• _Excerpt provided_:

------------------------------------------------------------------------

On October 21, 2020, the United States District Court for the Southern District of New York (SDNY) entered a final judgment on consent against Kik Interactive Inc. (Kik) after the Court previously determined that Kik failed to comply with the registration requirements of the Securities Act of 1933[1] (Securities Act) as previously alleged by the Securities and Exchange Commission (SEC).[2] In the settlement, Kik agreed to (i) pay a $5 million penalty to the SEC, and (ii) provide the SEC with 45 days’ notice before Kik participates in any issuance, offer, sale, or transfer of any of digital asset within the next three years of this final judgment.

------------------------------------------------------------------------

Dataset items:

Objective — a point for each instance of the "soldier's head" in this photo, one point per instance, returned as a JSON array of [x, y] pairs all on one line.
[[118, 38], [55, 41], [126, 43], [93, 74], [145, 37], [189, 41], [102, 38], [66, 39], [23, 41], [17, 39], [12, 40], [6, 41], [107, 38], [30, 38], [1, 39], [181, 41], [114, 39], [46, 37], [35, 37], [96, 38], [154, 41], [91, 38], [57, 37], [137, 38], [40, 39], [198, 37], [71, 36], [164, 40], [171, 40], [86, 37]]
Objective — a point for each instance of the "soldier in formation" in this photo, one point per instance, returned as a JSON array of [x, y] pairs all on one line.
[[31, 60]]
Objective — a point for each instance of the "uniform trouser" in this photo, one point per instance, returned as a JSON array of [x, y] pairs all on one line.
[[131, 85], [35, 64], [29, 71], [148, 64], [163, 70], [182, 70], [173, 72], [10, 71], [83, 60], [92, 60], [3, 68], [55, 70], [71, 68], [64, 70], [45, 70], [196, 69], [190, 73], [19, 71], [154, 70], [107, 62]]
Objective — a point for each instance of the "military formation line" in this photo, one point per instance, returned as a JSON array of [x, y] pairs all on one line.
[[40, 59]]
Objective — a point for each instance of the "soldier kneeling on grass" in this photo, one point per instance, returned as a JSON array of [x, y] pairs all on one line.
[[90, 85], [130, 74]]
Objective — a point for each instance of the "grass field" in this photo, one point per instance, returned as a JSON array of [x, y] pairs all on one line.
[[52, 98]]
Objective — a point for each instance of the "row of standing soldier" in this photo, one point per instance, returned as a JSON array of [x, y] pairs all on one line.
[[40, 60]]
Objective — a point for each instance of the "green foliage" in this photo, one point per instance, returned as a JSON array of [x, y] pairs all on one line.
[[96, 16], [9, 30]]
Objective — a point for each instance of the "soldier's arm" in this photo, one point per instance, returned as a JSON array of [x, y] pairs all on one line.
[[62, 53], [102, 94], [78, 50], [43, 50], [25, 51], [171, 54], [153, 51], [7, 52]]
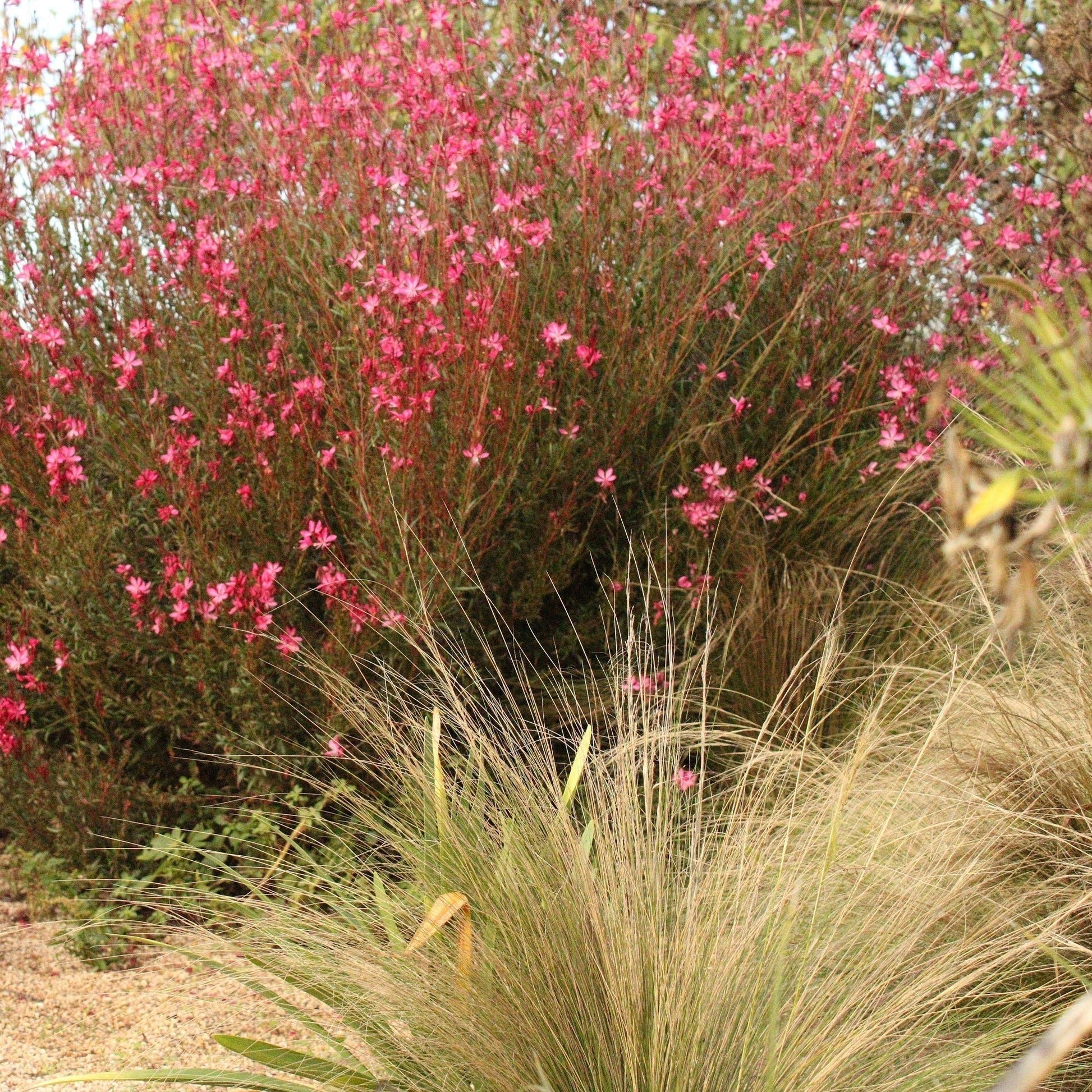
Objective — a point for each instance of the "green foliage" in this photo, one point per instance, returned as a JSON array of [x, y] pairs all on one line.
[[852, 920]]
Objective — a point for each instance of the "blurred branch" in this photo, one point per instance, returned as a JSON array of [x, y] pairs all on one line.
[[1050, 1050]]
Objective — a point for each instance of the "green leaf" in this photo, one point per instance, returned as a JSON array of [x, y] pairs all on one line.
[[439, 794], [387, 912], [293, 1062], [578, 770], [215, 1078], [586, 839], [995, 501], [283, 1004]]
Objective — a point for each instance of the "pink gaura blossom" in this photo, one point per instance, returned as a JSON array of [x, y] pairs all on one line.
[[884, 323], [21, 655], [685, 780], [316, 535], [914, 457], [891, 435], [137, 589], [556, 334], [475, 453]]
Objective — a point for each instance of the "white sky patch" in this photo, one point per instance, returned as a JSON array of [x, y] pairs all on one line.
[[54, 18]]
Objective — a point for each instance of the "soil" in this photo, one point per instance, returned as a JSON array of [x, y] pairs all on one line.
[[57, 1016]]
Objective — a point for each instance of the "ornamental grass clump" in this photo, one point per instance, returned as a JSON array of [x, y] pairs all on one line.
[[600, 911]]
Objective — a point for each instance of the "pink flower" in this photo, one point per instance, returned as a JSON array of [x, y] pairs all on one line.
[[145, 483], [127, 364], [913, 457], [884, 323], [555, 334], [62, 466], [22, 655], [316, 535], [685, 780], [891, 435], [138, 589], [290, 645], [475, 453]]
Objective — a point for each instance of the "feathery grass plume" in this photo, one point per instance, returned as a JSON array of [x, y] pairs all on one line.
[[1036, 413], [813, 919]]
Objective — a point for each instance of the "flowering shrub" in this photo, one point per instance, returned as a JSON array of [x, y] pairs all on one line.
[[305, 314]]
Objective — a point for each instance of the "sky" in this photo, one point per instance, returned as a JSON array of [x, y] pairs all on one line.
[[54, 17]]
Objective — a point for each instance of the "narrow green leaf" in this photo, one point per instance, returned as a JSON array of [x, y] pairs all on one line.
[[263, 990], [293, 1062], [586, 838], [214, 1078], [578, 770], [387, 912], [439, 794]]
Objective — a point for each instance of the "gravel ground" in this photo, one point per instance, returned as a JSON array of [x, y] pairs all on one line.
[[58, 1017]]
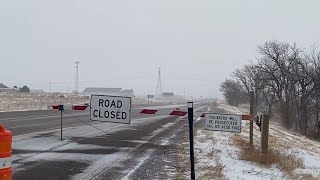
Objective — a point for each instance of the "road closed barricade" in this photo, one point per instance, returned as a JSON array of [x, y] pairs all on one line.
[[5, 154]]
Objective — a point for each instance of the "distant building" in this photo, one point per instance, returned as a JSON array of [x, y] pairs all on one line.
[[37, 91], [108, 91], [4, 88], [167, 94], [102, 91]]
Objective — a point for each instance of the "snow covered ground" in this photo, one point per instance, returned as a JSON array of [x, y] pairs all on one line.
[[218, 156], [24, 101]]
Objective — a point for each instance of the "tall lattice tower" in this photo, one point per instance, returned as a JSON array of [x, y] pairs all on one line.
[[159, 85]]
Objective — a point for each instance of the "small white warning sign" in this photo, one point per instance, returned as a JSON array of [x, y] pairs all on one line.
[[110, 108], [223, 122]]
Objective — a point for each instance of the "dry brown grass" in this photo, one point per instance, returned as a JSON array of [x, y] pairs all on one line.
[[275, 156]]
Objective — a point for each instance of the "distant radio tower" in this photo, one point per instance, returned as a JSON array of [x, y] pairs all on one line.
[[159, 85], [76, 91]]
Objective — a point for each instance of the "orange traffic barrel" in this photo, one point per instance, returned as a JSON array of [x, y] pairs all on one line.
[[5, 154]]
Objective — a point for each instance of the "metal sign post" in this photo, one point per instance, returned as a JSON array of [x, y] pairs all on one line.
[[60, 108], [190, 118]]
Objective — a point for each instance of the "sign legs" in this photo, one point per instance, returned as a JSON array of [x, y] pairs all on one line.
[[190, 118]]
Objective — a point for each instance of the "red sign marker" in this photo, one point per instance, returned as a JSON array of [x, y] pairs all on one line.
[[247, 117], [79, 107], [148, 111], [178, 113]]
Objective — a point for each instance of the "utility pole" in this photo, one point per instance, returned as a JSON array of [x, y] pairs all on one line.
[[159, 85], [264, 134], [251, 122], [76, 91]]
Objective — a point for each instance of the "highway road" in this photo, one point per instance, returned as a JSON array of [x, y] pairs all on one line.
[[23, 122], [145, 149]]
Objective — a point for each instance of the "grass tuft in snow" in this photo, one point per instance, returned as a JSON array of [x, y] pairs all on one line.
[[285, 161]]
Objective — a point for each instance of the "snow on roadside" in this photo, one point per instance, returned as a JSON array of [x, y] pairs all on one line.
[[306, 149], [216, 150]]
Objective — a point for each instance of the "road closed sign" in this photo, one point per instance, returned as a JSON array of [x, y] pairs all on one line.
[[223, 122], [110, 108]]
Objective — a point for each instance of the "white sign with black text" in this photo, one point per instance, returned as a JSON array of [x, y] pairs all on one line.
[[223, 122], [110, 108]]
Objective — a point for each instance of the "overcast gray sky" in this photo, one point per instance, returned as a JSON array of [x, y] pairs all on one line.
[[121, 43]]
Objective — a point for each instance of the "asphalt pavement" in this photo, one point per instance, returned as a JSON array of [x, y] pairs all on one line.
[[140, 150]]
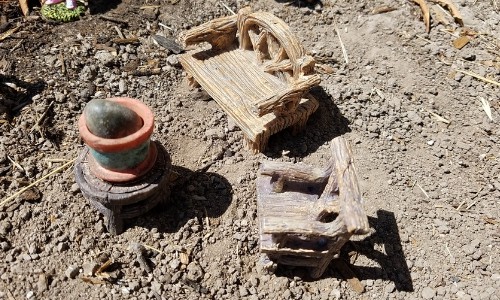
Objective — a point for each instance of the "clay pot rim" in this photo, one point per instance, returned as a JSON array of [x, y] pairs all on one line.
[[128, 142]]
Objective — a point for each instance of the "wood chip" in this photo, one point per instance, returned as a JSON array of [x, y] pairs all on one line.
[[486, 107], [8, 33], [452, 8], [104, 266], [426, 14], [168, 43], [461, 42], [92, 280], [439, 118]]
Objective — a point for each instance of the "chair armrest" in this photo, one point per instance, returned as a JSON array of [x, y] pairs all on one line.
[[220, 33]]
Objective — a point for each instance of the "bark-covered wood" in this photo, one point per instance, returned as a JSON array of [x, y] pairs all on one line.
[[125, 200], [263, 82], [306, 214]]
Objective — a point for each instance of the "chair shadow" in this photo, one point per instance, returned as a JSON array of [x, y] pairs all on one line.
[[323, 126], [393, 265], [193, 195], [102, 6], [301, 3]]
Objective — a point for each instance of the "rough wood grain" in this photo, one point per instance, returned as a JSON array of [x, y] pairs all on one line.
[[263, 82], [306, 214]]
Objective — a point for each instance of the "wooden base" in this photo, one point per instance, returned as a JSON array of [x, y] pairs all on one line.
[[307, 214], [119, 201]]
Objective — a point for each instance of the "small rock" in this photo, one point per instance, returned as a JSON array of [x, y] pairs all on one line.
[[428, 293], [414, 117], [175, 263], [335, 294], [122, 86], [105, 58], [89, 268], [75, 188], [134, 285], [194, 272], [173, 60], [42, 284], [72, 272], [61, 247]]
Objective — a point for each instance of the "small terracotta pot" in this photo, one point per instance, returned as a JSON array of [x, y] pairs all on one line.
[[122, 159]]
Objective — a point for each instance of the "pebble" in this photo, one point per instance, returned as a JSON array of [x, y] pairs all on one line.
[[89, 268], [42, 284], [72, 272], [105, 58], [428, 293], [194, 272]]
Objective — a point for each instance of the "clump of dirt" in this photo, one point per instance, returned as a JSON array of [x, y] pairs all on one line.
[[426, 151]]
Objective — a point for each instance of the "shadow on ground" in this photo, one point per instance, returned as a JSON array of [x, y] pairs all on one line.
[[193, 195], [102, 6], [392, 263], [16, 94], [323, 126]]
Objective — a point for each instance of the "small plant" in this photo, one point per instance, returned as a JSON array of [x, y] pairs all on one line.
[[59, 12]]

------------------------------------------------------------------------

• _Written exercise 1_: Translate this sentence from the Kik judgment summary into Spanish: "On October 21, 2020, the United States District Court for the Southern District of New York (SDNY) entered a final judgment on consent against Kik Interactive Inc. (Kik) after the Court previously determined that Kik failed to comply with the registration requirements of the Securities Act of 1933[1] (Securities Act) as previously alleged by the Securities and Exchange Commission (SEC).[2]"
• _Written exercise 2_: Echo the Kik judgment summary word for word, starting with "On October 21, 2020, the" and going on through "this final judgment.".
The data above plays no role in this.

• _Exercise result 1_: El 21 de octubre de 2020, el Tribunal de Distrito de los Estados Unidos para el Distrito Sur de Nueva York (SDNY) dictó una sentencia definitiva por consentimiento contra Kik Interactive Inc. (Kik), después de que el Tribunal hubiera determinado previamente que Kik no cumplió con los requisitos de registro de la Ley de Valores de 1933[1] (Securities Act), tal como había alegado anteriormente la Comisión de Bolsa y Valores (SEC).[2]

• _Exercise result 2_:
On October 21, 2020, the United States District Court for the Southern District of New York (SDNY) entered a final judgment on consent against Kik Interactive Inc. (Kik) after the Court previously determined that Kik failed to comply with the registration requirements of the Securities Act of 1933[1] (Securities Act) as previously alleged by the Securities and Exchange Commission (SEC).[2] In the settlement, Kik agreed to (i) pay a $5 million penalty to the SEC, and (ii) provide the SEC with 45 days’ notice before Kik participates in any issuance, offer, sale, or transfer of any of digital asset within the next three years of this final judgment.